Task objective:
State how many lines of the data below contain the string "dense" with matching case, and reply with that number alone.

Input:
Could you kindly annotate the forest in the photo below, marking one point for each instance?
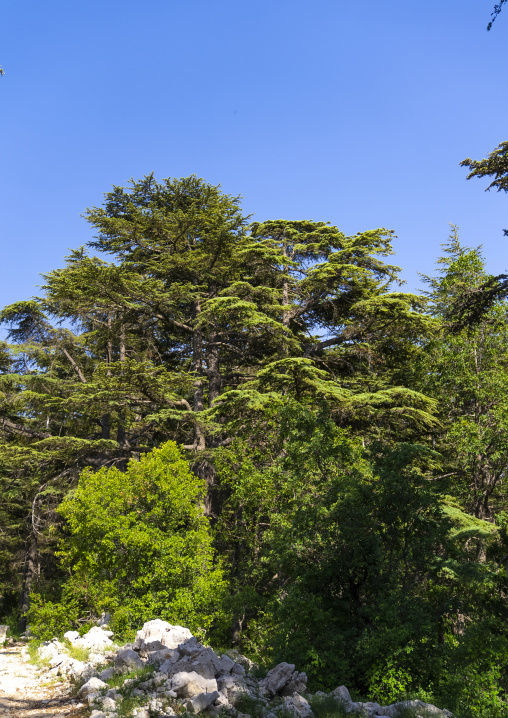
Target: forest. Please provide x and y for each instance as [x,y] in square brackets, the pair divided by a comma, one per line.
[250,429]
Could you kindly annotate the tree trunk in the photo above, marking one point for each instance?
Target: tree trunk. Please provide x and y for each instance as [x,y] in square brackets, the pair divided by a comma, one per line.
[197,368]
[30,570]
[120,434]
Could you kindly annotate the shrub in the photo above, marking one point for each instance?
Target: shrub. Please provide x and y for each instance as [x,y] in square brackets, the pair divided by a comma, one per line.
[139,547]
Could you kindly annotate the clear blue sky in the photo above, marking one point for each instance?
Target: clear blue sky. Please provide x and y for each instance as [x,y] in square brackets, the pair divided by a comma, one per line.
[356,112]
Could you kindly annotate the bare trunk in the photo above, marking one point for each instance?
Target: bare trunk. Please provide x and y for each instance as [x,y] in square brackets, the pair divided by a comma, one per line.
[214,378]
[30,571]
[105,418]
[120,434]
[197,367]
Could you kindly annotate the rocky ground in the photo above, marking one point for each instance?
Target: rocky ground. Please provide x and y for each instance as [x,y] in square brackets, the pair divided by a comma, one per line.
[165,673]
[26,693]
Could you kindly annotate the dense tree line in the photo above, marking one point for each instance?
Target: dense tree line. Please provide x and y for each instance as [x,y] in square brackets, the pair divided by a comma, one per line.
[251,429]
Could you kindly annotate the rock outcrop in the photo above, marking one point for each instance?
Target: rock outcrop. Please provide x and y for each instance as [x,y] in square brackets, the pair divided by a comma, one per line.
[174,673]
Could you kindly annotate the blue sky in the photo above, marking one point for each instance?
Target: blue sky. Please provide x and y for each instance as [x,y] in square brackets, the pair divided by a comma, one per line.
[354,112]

--

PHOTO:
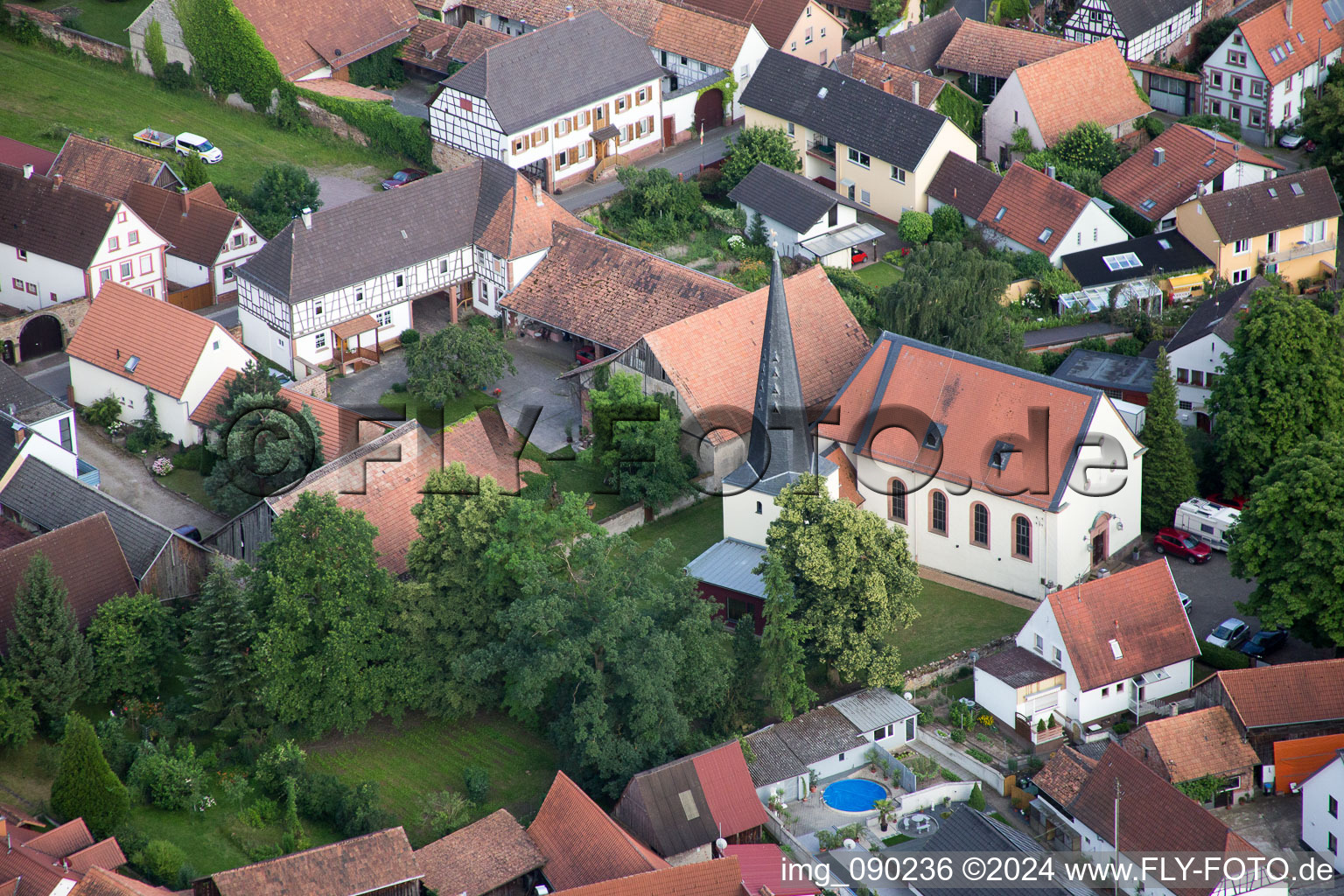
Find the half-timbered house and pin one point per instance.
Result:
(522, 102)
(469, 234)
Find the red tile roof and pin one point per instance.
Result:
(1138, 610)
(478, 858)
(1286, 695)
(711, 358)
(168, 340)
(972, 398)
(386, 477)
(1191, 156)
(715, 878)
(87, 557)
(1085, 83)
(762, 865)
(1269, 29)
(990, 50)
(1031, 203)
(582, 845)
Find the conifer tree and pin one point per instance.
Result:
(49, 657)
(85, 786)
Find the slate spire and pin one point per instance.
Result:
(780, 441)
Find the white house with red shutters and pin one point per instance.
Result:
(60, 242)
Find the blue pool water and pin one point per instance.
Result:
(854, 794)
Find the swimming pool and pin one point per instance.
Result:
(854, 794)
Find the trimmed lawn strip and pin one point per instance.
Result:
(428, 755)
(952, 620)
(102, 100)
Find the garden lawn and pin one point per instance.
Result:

...

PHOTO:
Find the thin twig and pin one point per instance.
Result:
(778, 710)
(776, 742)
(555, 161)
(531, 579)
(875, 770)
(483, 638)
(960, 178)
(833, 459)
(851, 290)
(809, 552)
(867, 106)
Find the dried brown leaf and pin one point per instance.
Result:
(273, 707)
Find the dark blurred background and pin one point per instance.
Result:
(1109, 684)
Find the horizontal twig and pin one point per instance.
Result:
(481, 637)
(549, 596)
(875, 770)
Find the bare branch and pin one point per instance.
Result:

Solution to this problem:
2